● DO THIS
Rewrite the listing below as a numbered list, dropping any blank lines.

● GIVEN INFORMATION
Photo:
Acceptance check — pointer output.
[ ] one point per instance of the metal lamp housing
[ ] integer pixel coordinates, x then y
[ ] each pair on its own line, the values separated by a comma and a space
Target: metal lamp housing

● EXERCISE ANSWER
1. Photo:
2. Acceptance check — pointer output.
3. [ ] one point per instance of the metal lamp housing
4. [ ] integer pixel coordinates, x then y
5. [ ] each pair on its own line, the values separated by a comma and a space
6. Target: metal lamp housing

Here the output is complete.